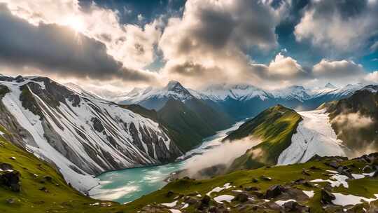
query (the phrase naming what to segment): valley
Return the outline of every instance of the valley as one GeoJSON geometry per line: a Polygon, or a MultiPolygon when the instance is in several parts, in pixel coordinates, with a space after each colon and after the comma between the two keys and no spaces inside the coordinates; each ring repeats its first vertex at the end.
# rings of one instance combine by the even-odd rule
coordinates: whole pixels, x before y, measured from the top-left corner
{"type": "MultiPolygon", "coordinates": [[[[296,90],[289,92],[291,95],[285,93],[296,97],[295,100],[268,101],[264,96],[268,93],[255,93],[254,88],[251,91],[249,87],[240,86],[233,89],[232,96],[212,96],[213,100],[219,102],[211,103],[198,98],[197,92],[172,82],[162,89],[164,95],[153,96],[148,102],[158,102],[162,106],[148,109],[138,105],[140,102],[116,104],[78,86],[70,88],[48,78],[3,76],[0,80],[3,142],[6,149],[13,146],[11,149],[21,151],[8,153],[13,156],[1,160],[7,165],[1,169],[1,175],[20,172],[21,176],[17,177],[20,185],[9,185],[11,189],[18,186],[18,192],[3,188],[4,199],[9,202],[0,205],[0,209],[9,212],[25,208],[28,202],[41,209],[55,209],[59,205],[51,206],[52,201],[46,202],[48,199],[44,193],[59,191],[66,195],[62,200],[57,198],[60,206],[64,206],[61,208],[72,212],[84,212],[80,210],[82,208],[99,212],[134,212],[136,209],[195,212],[211,208],[219,212],[262,211],[256,205],[272,212],[286,208],[316,212],[322,207],[337,212],[340,204],[344,203],[340,200],[343,196],[354,196],[349,209],[358,206],[372,207],[356,198],[372,203],[376,201],[374,195],[378,194],[378,189],[376,191],[372,187],[371,193],[361,193],[355,190],[357,186],[352,183],[356,180],[364,181],[366,186],[374,184],[378,158],[371,155],[370,160],[364,158],[366,156],[346,158],[361,156],[356,153],[375,150],[375,85],[356,89],[345,96],[340,95],[340,100],[334,97],[318,109],[297,112],[288,104],[294,104],[300,99],[305,104],[305,100],[312,98],[296,90]],[[244,96],[237,96],[237,91],[244,96]],[[185,95],[180,95],[183,92],[185,95]],[[256,106],[253,110],[261,107],[261,111],[249,111],[251,118],[244,117],[244,120],[237,122],[241,114],[227,111],[225,106],[228,103],[224,100],[234,99],[234,104],[248,105],[244,102],[248,99],[246,97],[258,98],[253,104],[256,106]],[[361,99],[363,102],[356,101],[361,99]],[[350,117],[351,114],[358,115],[360,121],[368,121],[368,125],[356,126],[352,123],[356,121],[350,120],[355,116],[350,117]],[[344,119],[345,116],[349,120],[344,119]],[[355,139],[344,132],[346,127],[347,131],[357,132],[363,142],[358,146],[353,143],[355,139]],[[7,160],[30,153],[33,160],[51,165],[53,172],[62,174],[50,173],[55,177],[55,186],[45,186],[46,180],[38,178],[47,177],[43,174],[45,169],[31,173],[27,172],[27,162],[20,162],[21,165],[16,167],[7,160]],[[281,178],[282,170],[291,174],[302,172],[294,179],[294,177],[281,178]],[[24,172],[29,174],[22,174],[24,172]],[[246,177],[252,177],[247,180],[246,177]],[[249,186],[251,179],[255,184],[253,186],[249,186]],[[348,188],[346,179],[349,179],[352,191],[340,188],[342,185],[348,188]],[[332,187],[321,184],[324,182],[332,187]],[[281,186],[281,192],[270,197],[270,188],[276,184],[281,186]],[[64,186],[61,188],[61,185],[64,186]],[[34,193],[38,195],[30,198],[25,190],[36,187],[39,191],[34,193]],[[323,198],[324,193],[328,193],[330,200],[319,204],[316,200],[326,199],[323,198]],[[66,205],[67,200],[75,199],[72,202],[76,205],[66,205]],[[289,200],[294,206],[284,205],[289,200]],[[324,206],[325,202],[328,205],[324,206]],[[239,204],[230,205],[232,203],[239,204]]],[[[237,109],[235,106],[232,108],[237,109]]],[[[7,186],[7,181],[3,184],[7,186]]]]}

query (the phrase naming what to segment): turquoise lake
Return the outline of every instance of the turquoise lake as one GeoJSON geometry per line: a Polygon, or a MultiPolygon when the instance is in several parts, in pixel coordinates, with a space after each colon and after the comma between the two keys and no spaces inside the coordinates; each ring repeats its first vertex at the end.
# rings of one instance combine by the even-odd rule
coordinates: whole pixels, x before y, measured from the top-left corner
{"type": "Polygon", "coordinates": [[[216,135],[204,139],[200,147],[179,158],[181,161],[102,174],[97,177],[100,179],[100,185],[91,189],[89,194],[95,199],[127,203],[159,190],[167,184],[164,179],[169,174],[181,170],[190,156],[201,154],[219,145],[228,132],[236,130],[241,123],[237,123],[230,129],[218,132],[216,135]]]}

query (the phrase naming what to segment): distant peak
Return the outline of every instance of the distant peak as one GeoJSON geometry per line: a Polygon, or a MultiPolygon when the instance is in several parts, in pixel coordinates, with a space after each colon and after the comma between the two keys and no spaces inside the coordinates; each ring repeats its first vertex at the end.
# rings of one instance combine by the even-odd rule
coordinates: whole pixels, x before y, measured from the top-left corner
{"type": "Polygon", "coordinates": [[[324,87],[326,88],[336,88],[335,85],[334,85],[333,84],[332,84],[330,83],[328,83],[327,84],[326,84],[326,85],[324,87]]]}
{"type": "Polygon", "coordinates": [[[179,88],[184,89],[184,87],[180,83],[180,82],[176,81],[169,81],[165,88],[168,90],[176,90],[179,88]]]}

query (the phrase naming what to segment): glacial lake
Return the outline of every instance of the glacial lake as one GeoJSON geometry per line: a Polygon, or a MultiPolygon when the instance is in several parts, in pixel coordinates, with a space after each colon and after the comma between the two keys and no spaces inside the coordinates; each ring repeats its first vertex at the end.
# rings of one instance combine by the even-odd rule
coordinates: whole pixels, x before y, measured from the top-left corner
{"type": "Polygon", "coordinates": [[[219,145],[227,132],[237,129],[243,122],[237,123],[230,128],[206,138],[200,146],[181,157],[183,159],[181,161],[103,173],[97,177],[100,179],[100,185],[92,188],[89,194],[95,199],[127,203],[159,190],[167,184],[164,180],[169,174],[181,170],[191,156],[203,153],[219,145]]]}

▸ Task details:
Return all of the rows above verbatim, line for line, leaving out the pictures.

▸ Solved exercise:
query (the phrase naming what to segment): valley
Return the outline of every instance of the valley as one GeoJSON geometry per line: a Polygon, or a MultiPolygon when the instance is in several parts, in pixel coordinates, with a space after each colon and after the comma between the two keys and no spaces inside the coordinates; each ring repeats its first vertex at the end.
# rings of one instance combine by the even-odd rule
coordinates: whole pixels, x before y, measured from the top-left corner
{"type": "MultiPolygon", "coordinates": [[[[296,90],[289,92],[291,95],[285,93],[296,97],[295,100],[268,101],[264,96],[268,93],[255,93],[254,88],[251,91],[249,87],[240,86],[233,89],[232,96],[212,96],[213,100],[219,102],[211,103],[198,98],[197,92],[172,82],[162,89],[164,95],[153,96],[148,102],[158,102],[162,106],[148,109],[138,105],[140,102],[116,104],[78,86],[70,88],[48,78],[3,76],[0,80],[3,142],[6,149],[13,146],[11,149],[21,151],[8,153],[13,156],[1,160],[7,165],[1,169],[1,175],[20,172],[21,176],[17,177],[20,185],[9,185],[11,189],[18,186],[18,192],[3,188],[4,199],[9,202],[0,205],[0,209],[9,212],[25,208],[28,202],[41,209],[55,209],[59,205],[51,206],[52,201],[46,202],[48,199],[44,193],[59,191],[66,195],[62,200],[57,198],[60,206],[64,206],[61,208],[72,212],[84,212],[80,210],[82,208],[99,212],[134,212],[136,209],[195,212],[211,208],[219,212],[262,211],[256,205],[272,212],[286,208],[316,212],[322,207],[337,212],[340,204],[344,203],[340,200],[343,196],[354,196],[349,209],[358,206],[372,207],[356,198],[372,203],[376,201],[374,195],[378,194],[378,189],[376,191],[372,187],[371,193],[361,193],[355,190],[357,186],[352,183],[356,180],[364,181],[366,186],[374,184],[378,158],[371,155],[370,160],[364,158],[366,156],[346,158],[361,156],[356,153],[375,150],[375,85],[356,89],[345,96],[340,95],[340,100],[334,97],[318,109],[297,112],[288,104],[294,104],[300,99],[305,104],[305,100],[312,98],[296,90]],[[244,96],[237,96],[237,91],[244,96]],[[185,95],[180,95],[183,92],[185,95]],[[256,106],[253,110],[261,107],[261,111],[249,111],[251,118],[244,117],[244,120],[237,122],[241,114],[227,111],[225,106],[228,103],[224,100],[234,99],[234,104],[248,105],[244,102],[248,99],[246,97],[258,98],[253,104],[256,106]],[[361,99],[363,102],[356,101],[361,99]],[[350,117],[351,114],[358,115],[360,121],[368,121],[368,125],[356,126],[352,123],[356,121],[350,120],[355,116],[350,117]],[[344,119],[345,116],[349,120],[344,119]],[[355,139],[344,132],[346,127],[347,131],[357,132],[363,142],[358,146],[353,143],[355,139]],[[7,160],[30,153],[33,160],[51,165],[53,172],[62,174],[50,173],[55,177],[55,186],[45,186],[46,180],[38,178],[47,177],[43,174],[45,169],[31,173],[27,172],[27,162],[20,162],[21,165],[16,167],[7,160]],[[281,178],[282,170],[291,174],[302,172],[294,179],[294,177],[281,178]],[[24,172],[29,174],[22,174],[24,172]],[[246,177],[252,177],[247,180],[246,177]],[[249,186],[251,179],[255,184],[253,186],[249,186]],[[348,188],[346,179],[349,179],[352,191],[340,188],[342,185],[348,188]],[[332,187],[321,184],[324,182],[332,187]],[[281,186],[281,192],[270,197],[270,188],[276,184],[281,186]],[[64,186],[61,188],[61,185],[64,186]],[[34,193],[38,195],[30,198],[25,190],[36,187],[39,191],[34,193]],[[323,198],[324,193],[328,193],[330,200],[319,204],[316,200],[326,199],[323,198]],[[66,205],[67,200],[75,199],[72,202],[76,205],[66,205]],[[289,200],[294,206],[284,205],[289,200]],[[324,206],[325,202],[328,205],[324,206]],[[239,204],[230,205],[232,203],[239,204]]],[[[237,109],[235,106],[232,108],[237,109]]],[[[7,186],[7,181],[3,184],[7,186]]]]}

query (the phrase naming what to segment): turquoise lake
Return the outline of every instance of the turquoise lake as one GeoJSON geometry per line: a Polygon, or a MultiPolygon when the instance is in several parts, in pixel coordinates, with a space after each colon and after the comma between the two keys and no spaces inside the coordinates; each ring repeats its first vertex at the end.
# rings of one instance combine by the even-odd rule
coordinates: whole pixels, x before y, measured from the top-left corner
{"type": "Polygon", "coordinates": [[[216,135],[204,139],[200,147],[179,158],[181,161],[102,174],[97,177],[100,179],[100,185],[91,189],[89,194],[95,199],[127,203],[159,190],[167,184],[164,179],[169,174],[181,170],[190,156],[201,154],[219,145],[228,132],[236,130],[241,123],[237,123],[230,129],[218,132],[216,135]]]}

query (the phrase naming what to segment): distant peak
Return the outline of every instance of the distant peak as one GeoJSON geometry per line: a Polygon, or a MultiPolygon when the instance is in several parts, in pixel coordinates, with a space after each colon and after the comma between the two keys and no spaces inside the coordinates; each ring repeats its first vertex at the end.
# rings of one instance combine by the even-odd rule
coordinates: whole pixels, x before y, measured from the top-left corner
{"type": "Polygon", "coordinates": [[[324,87],[326,88],[336,88],[335,85],[334,85],[333,84],[332,84],[330,83],[328,83],[327,84],[326,84],[326,85],[324,87]]]}
{"type": "Polygon", "coordinates": [[[179,88],[184,89],[184,87],[180,83],[180,82],[176,81],[169,81],[165,88],[168,90],[176,90],[179,88]]]}

query (the phrase naming what to segment): glacial lake
Return the outline of every instance of the glacial lake as one GeoJSON geometry per line: a Polygon, or a MultiPolygon when the instance is in several parts, in pixel coordinates, with a space after each colon and after the comma between the two keys and no spaces inside the coordinates; each ring repeats its first vertex at the end.
# rings of one instance combine by the even-odd rule
coordinates: whole pixels, x before y, measured from the top-left corner
{"type": "Polygon", "coordinates": [[[219,145],[227,132],[237,129],[243,122],[237,123],[230,128],[206,138],[200,146],[181,157],[183,159],[181,161],[103,173],[97,177],[100,179],[100,185],[92,188],[89,194],[95,199],[127,203],[159,190],[167,184],[164,180],[169,174],[181,170],[191,156],[203,153],[219,145]]]}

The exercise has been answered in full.